▶ **EXTRACT TO READ**
Unpredictable Cloud Costs Will Rattle Nerves

Organisations have been moving infrastructure to the cloud, but many are discovering an inconvenient truth: that cloud costs can be extremely volatile and difficult to predict.

These efforts can be enhanced by adopting financial operations (FinOps) principles, which blend financial accountability with the cloud’s flexible spending model. By regularly monitoring expenditures, forecasting costs, and implementing financial best practices in cloud management, organisations can balance cost savings and operational efficacy, ensuring that their cloud or hybrid data strategies are economically and functionally robust.  

Data Security and Governance Will Continue to Exert Pressure

Data will always have to be secured and governed. However, as data remains distributed across on-premises and cloud systems, data security and governance should not be an additional impediment to data access, collaboration, and innovation. In 2024, we will see an increase in solutions that simplify security and governance.

Organisations are leveraging global policies for data security and governance. Global data security policies can be based not only on user roles but also on location so that a person on vacation might not be able to access the data from the main office. And global data governance policies can automatically standardise the spelling of certain words, across the different systems within a company.

▶ **AIM A**
In the piece on cloud costs and data governance, what can global data governance policies automatically standardize?
▶ **AIM B**
Write a continuation of the piece on cloud costs and data governance, starting after its final sentence.

▶ **ENTRIES SHOWN**
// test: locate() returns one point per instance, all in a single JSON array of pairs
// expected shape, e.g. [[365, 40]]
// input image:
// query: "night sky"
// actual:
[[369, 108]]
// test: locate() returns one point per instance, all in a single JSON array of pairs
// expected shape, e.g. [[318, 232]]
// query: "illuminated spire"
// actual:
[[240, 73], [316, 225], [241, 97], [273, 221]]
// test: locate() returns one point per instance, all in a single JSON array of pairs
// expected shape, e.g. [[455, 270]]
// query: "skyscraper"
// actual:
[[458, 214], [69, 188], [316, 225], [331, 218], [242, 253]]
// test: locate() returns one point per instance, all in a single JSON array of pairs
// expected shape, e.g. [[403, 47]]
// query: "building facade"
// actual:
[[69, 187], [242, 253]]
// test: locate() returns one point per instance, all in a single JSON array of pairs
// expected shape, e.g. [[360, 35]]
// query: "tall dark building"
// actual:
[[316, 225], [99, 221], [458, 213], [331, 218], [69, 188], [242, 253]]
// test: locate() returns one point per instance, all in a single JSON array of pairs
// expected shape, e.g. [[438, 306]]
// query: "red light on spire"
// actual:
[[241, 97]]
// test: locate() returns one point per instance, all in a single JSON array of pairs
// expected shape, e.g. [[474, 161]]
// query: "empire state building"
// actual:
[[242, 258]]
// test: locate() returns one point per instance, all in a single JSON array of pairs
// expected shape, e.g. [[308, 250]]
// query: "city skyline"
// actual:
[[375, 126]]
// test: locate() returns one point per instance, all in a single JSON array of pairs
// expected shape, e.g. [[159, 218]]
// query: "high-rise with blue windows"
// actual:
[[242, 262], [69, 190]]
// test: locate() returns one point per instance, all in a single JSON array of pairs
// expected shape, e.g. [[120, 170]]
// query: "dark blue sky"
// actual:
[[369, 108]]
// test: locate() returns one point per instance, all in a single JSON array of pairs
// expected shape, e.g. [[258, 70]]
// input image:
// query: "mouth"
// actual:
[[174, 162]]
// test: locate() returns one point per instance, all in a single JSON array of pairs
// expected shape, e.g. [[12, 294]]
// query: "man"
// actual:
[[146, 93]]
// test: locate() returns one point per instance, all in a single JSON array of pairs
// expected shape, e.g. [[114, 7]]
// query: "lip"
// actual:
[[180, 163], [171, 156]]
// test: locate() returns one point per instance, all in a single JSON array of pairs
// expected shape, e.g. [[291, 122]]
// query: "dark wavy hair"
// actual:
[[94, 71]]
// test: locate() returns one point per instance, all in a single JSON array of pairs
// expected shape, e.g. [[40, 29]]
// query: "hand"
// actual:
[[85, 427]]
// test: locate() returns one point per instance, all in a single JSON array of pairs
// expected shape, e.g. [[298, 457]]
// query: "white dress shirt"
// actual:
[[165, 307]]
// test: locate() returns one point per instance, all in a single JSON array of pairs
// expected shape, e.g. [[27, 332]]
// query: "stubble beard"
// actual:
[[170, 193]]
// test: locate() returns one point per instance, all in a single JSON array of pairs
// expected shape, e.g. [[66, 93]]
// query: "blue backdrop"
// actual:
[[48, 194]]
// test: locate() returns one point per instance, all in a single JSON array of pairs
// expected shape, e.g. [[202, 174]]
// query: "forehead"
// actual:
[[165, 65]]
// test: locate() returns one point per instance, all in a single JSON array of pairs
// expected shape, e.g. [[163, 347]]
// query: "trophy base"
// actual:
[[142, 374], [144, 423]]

▶ **TASK RESULT A**
The spelling of certain words across the different systems within a company.

▶ **TASK RESULT B**
The Future is Logical

To overcome the challenges presented by each of these five trends, organisations will need to be able to leverage data management strategies that are designed from the ground up to support distributed data. Traditional data management approaches rely on the physical replication of data from multiple systems into a central repository, like a data warehouse or data lake, but such approaches, by definition and also in practice, do not support inherently distributed data. In contrast, logical data management approaches enable real-time connections to disparate data, without replication, which is exactly what is required.